◆ **SET TASK**: Could you put the data lines into a JSON list of strings, one string per line, from the line containing "rear wheel in this photo." through the end of the data, with blank lines dropped and the pictures left out?

(Location labeling data)

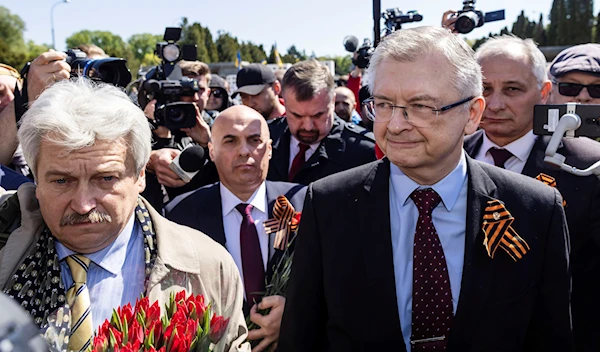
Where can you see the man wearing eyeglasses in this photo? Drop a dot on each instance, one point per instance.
(514, 81)
(575, 75)
(400, 254)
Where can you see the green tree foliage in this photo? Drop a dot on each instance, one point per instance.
(251, 52)
(571, 22)
(227, 47)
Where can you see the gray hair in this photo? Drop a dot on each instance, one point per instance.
(307, 79)
(509, 45)
(409, 45)
(74, 114)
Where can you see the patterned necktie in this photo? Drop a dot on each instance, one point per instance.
(431, 298)
(252, 263)
(78, 298)
(500, 156)
(298, 161)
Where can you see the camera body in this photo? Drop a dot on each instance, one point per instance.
(394, 18)
(546, 118)
(109, 70)
(469, 17)
(167, 85)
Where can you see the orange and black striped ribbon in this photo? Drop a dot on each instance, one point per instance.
(550, 181)
(499, 233)
(283, 222)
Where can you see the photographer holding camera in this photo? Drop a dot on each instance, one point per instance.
(46, 69)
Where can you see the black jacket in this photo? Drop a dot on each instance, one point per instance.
(346, 146)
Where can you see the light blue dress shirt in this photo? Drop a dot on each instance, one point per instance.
(449, 219)
(116, 274)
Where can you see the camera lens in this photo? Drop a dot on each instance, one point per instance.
(466, 22)
(175, 114)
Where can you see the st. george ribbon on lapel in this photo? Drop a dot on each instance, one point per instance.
(283, 223)
(550, 181)
(499, 233)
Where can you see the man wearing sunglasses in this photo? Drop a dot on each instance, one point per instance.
(514, 81)
(575, 75)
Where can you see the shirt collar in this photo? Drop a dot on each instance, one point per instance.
(447, 187)
(229, 200)
(296, 143)
(520, 148)
(113, 256)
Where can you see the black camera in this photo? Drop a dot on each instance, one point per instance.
(167, 85)
(394, 18)
(109, 70)
(470, 17)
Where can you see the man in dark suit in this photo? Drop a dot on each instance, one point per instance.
(515, 80)
(440, 252)
(311, 142)
(240, 147)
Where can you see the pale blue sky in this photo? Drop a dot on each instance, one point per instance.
(312, 25)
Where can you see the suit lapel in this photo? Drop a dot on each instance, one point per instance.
(373, 211)
(210, 216)
(535, 161)
(478, 268)
(281, 152)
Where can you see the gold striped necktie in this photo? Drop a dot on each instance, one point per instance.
(78, 298)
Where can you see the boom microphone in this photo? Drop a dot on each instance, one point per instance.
(187, 164)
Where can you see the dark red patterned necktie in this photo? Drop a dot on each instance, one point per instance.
(432, 298)
(298, 161)
(252, 263)
(500, 156)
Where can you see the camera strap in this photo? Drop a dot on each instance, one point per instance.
(21, 98)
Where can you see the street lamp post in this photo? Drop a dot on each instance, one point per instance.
(52, 20)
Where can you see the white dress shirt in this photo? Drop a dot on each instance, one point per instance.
(232, 220)
(520, 150)
(295, 148)
(449, 220)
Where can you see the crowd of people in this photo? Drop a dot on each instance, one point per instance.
(428, 219)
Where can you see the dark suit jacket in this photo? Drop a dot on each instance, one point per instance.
(342, 293)
(202, 211)
(582, 195)
(346, 146)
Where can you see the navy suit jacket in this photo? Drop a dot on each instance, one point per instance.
(202, 211)
(582, 209)
(342, 293)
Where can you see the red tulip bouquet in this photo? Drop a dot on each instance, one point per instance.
(186, 326)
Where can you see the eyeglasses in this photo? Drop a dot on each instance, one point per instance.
(418, 115)
(573, 89)
(216, 93)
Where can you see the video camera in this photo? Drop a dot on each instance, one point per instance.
(394, 18)
(167, 85)
(569, 120)
(470, 17)
(108, 70)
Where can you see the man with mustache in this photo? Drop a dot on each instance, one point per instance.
(86, 237)
(514, 81)
(240, 147)
(311, 142)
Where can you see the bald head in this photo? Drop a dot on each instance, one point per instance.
(241, 148)
(345, 102)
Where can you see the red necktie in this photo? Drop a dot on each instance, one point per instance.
(500, 156)
(432, 298)
(298, 161)
(252, 263)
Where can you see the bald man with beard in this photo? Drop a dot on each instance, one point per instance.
(240, 147)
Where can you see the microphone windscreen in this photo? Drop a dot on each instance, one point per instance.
(351, 43)
(192, 159)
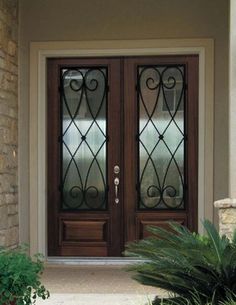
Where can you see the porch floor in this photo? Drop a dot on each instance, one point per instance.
(94, 285)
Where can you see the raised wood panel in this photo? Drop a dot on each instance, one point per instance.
(85, 230)
(81, 250)
(163, 223)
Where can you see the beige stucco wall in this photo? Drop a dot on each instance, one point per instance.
(9, 228)
(56, 20)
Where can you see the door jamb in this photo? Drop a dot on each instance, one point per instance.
(40, 51)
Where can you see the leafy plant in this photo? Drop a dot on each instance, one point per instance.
(20, 277)
(186, 263)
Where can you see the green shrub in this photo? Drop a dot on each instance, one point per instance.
(186, 263)
(19, 277)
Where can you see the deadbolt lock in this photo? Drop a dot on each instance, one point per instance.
(116, 169)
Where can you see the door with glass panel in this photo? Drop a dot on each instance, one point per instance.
(122, 150)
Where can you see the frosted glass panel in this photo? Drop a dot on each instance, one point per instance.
(83, 139)
(161, 137)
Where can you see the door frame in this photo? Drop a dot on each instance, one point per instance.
(40, 51)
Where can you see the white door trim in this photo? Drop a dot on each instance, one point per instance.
(40, 51)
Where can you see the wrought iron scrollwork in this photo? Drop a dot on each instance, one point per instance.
(161, 98)
(83, 138)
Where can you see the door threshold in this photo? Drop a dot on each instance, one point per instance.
(56, 260)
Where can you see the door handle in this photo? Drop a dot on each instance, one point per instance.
(116, 183)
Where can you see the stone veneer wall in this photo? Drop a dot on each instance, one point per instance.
(9, 223)
(227, 216)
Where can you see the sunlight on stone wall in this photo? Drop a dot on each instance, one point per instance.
(9, 222)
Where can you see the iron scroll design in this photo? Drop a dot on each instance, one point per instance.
(162, 137)
(83, 139)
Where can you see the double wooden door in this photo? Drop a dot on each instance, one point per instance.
(122, 150)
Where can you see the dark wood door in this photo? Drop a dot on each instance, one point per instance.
(122, 150)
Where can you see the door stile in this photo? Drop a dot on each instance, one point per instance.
(115, 157)
(130, 150)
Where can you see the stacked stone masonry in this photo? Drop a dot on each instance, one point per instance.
(227, 216)
(9, 223)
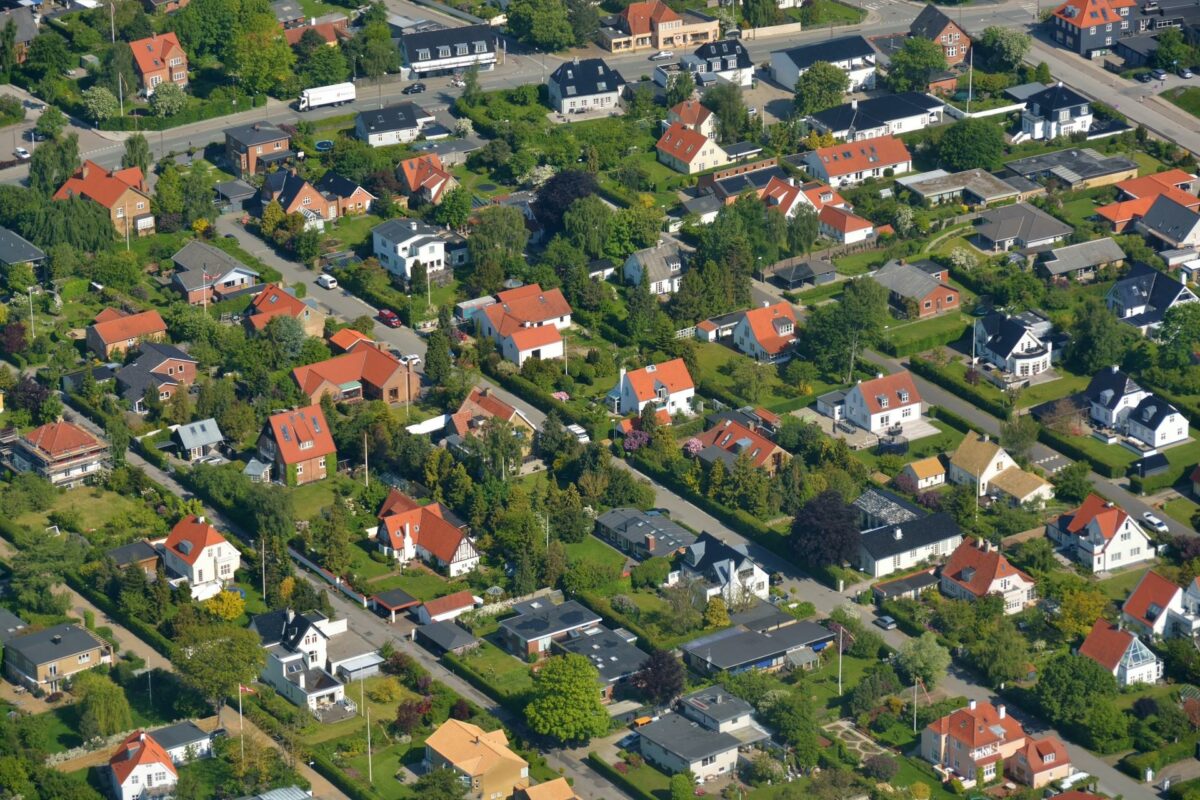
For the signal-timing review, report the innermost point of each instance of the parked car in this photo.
(1155, 523)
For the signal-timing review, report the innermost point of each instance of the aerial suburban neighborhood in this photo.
(550, 400)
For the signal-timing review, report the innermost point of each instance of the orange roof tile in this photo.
(130, 326)
(1107, 644)
(859, 156)
(976, 569)
(291, 429)
(191, 535)
(138, 749)
(671, 374)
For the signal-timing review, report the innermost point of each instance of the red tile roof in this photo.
(58, 439)
(1107, 644)
(977, 569)
(130, 326)
(889, 388)
(191, 535)
(736, 438)
(450, 602)
(672, 374)
(859, 156)
(1150, 599)
(682, 143)
(138, 749)
(156, 52)
(291, 429)
(762, 325)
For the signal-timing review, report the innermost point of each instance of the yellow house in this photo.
(484, 757)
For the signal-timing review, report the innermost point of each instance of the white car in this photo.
(1155, 523)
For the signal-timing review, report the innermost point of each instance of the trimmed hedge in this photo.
(963, 389)
(606, 770)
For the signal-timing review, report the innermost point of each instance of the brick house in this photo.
(300, 445)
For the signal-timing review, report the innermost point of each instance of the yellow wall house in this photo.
(484, 757)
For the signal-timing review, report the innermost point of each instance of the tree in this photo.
(52, 122)
(216, 659)
(543, 24)
(715, 613)
(137, 154)
(970, 144)
(564, 703)
(682, 88)
(100, 103)
(1003, 48)
(1069, 685)
(167, 100)
(915, 64)
(821, 86)
(103, 708)
(826, 531)
(924, 659)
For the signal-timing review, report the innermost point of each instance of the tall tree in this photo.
(564, 702)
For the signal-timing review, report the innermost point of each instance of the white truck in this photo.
(318, 96)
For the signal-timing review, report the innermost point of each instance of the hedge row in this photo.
(606, 769)
(960, 388)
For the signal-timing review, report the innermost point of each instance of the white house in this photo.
(1008, 344)
(724, 570)
(851, 54)
(1157, 423)
(663, 265)
(883, 402)
(675, 744)
(588, 85)
(1101, 535)
(1111, 395)
(402, 244)
(667, 385)
(201, 555)
(141, 768)
(1122, 654)
(898, 547)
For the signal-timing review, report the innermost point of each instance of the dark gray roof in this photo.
(1114, 382)
(634, 525)
(717, 703)
(132, 553)
(198, 434)
(10, 625)
(540, 618)
(612, 654)
(832, 50)
(882, 542)
(581, 78)
(15, 250)
(877, 112)
(1021, 222)
(53, 643)
(181, 734)
(255, 133)
(447, 635)
(687, 739)
(401, 116)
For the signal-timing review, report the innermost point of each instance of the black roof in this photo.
(832, 50)
(401, 116)
(882, 542)
(581, 78)
(876, 112)
(15, 250)
(431, 40)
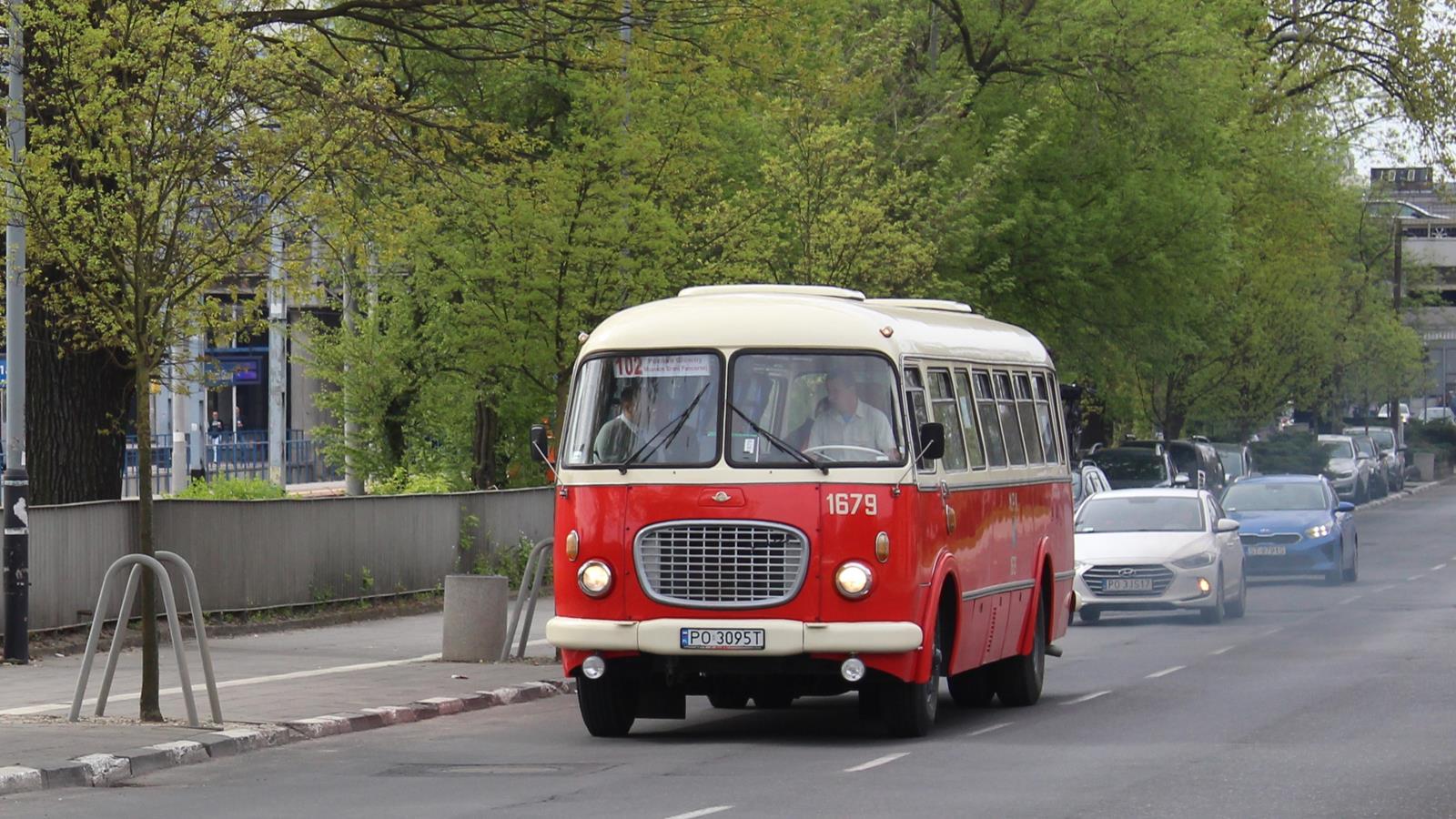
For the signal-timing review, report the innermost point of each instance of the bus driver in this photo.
(846, 423)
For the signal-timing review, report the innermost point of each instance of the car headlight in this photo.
(1196, 561)
(594, 579)
(854, 579)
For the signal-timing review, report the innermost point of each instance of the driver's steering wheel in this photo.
(819, 450)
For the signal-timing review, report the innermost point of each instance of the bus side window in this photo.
(990, 424)
(943, 401)
(915, 390)
(1026, 413)
(1048, 435)
(967, 404)
(1006, 409)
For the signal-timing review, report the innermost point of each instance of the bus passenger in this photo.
(619, 436)
(849, 423)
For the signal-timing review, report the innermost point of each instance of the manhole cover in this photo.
(492, 768)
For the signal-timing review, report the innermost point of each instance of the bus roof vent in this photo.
(945, 307)
(774, 290)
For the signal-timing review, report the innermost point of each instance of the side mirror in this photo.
(932, 440)
(541, 445)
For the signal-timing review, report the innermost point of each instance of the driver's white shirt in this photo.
(866, 428)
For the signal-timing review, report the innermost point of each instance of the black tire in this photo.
(973, 688)
(1213, 615)
(1337, 574)
(910, 707)
(608, 704)
(1019, 678)
(728, 700)
(1237, 608)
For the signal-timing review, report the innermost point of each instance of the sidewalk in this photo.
(274, 688)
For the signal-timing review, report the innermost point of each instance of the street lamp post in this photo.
(16, 481)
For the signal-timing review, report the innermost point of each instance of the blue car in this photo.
(1295, 525)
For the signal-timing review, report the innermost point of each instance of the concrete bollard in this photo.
(475, 618)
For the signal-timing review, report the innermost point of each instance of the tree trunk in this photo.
(487, 436)
(75, 411)
(150, 682)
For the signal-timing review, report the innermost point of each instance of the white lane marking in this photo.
(989, 729)
(877, 763)
(703, 812)
(230, 683)
(1087, 697)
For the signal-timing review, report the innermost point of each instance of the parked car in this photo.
(1130, 468)
(1158, 550)
(1196, 460)
(1237, 458)
(1392, 457)
(1349, 471)
(1087, 481)
(1295, 525)
(1439, 416)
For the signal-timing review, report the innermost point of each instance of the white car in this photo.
(1158, 550)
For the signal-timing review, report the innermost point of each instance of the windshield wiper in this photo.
(672, 429)
(778, 442)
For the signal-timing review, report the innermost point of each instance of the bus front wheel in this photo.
(608, 704)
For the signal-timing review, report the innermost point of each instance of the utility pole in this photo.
(16, 480)
(277, 360)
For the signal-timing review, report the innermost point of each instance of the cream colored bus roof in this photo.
(737, 317)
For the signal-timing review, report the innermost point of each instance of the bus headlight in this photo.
(594, 579)
(854, 579)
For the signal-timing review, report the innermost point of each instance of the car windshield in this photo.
(813, 410)
(1103, 513)
(1232, 460)
(1130, 465)
(1274, 497)
(659, 410)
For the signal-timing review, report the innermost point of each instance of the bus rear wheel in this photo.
(608, 704)
(1019, 678)
(910, 707)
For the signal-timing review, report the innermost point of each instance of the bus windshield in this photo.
(813, 410)
(652, 410)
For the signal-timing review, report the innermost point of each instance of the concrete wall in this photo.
(252, 554)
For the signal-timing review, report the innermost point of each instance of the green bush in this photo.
(1298, 453)
(232, 489)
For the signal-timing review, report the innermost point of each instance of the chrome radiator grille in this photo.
(721, 564)
(1098, 576)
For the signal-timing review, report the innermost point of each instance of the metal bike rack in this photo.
(526, 596)
(137, 562)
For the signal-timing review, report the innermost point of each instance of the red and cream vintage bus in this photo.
(768, 493)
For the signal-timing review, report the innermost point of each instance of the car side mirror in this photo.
(932, 440)
(541, 445)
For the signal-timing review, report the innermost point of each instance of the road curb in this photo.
(106, 770)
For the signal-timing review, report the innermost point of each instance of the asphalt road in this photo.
(1322, 702)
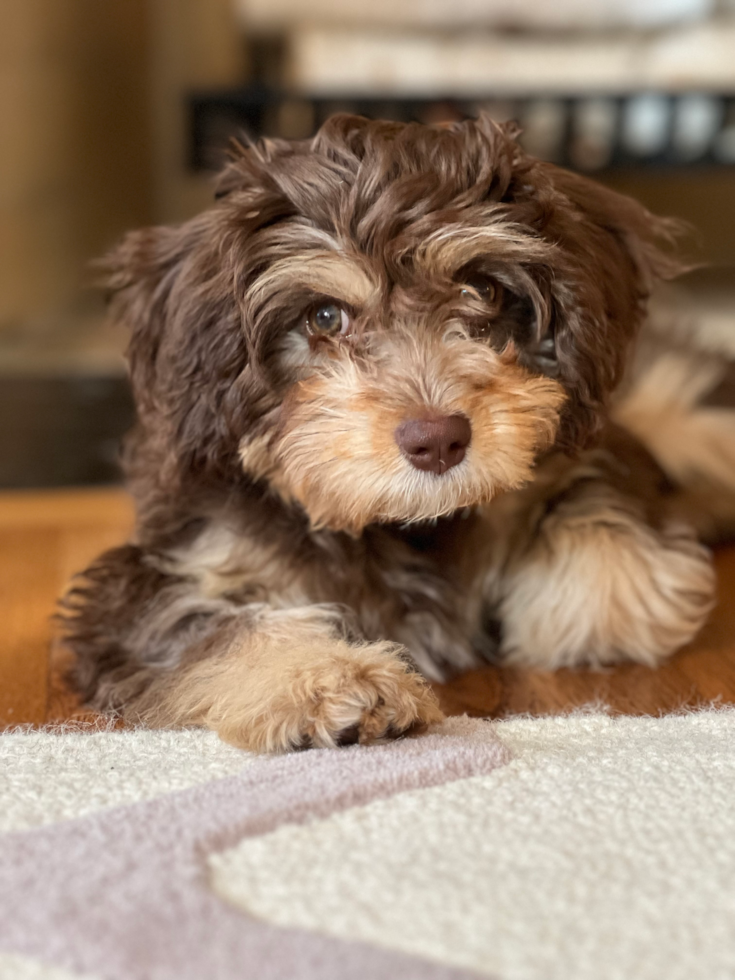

◆ **SOLVED PROBLEM**:
[
  "For the signal-timing review, report the innermost point of each instance of the bus rear wheel in this photo.",
  "(608, 704)",
  "(1019, 678)",
  "(910, 707)",
  "For the signal-timing review, report the innermost point of each instance of the bus windshield in this photo.",
  "(813, 410)",
  "(652, 410)",
  "For the signal-timing review, report the innermost point of each instance of the concrete wall in this photo.",
  "(252, 554)",
  "For the signal-timing review, report the innermost point of each instance of the green bush in this photo.",
  "(1298, 453)",
  "(232, 489)",
  "For the signal-timing review, report the innermost point of each instance of the chrome radiator grille in this photo.",
  "(721, 564)",
  "(1098, 576)",
  "For the signal-timing review, report the innermost point of each instance of the metal bike rack in this photo.",
  "(526, 596)",
  "(137, 562)",
  "For the signal-timing review, report the innermost point of each instance of the red and cream vintage bus in this photo.",
  "(768, 493)",
  "For the signal-timing review, report the innermost point of each instance of the car side mirror in this photo.",
  "(932, 440)",
  "(541, 445)",
  "For the signal-timing review, report the innermost point of each instance of the road curb in this photo.",
  "(106, 770)",
  "For the signal-timing review, report the innermost point of each instance of the asphalt road in this photo.",
  "(1322, 702)"
]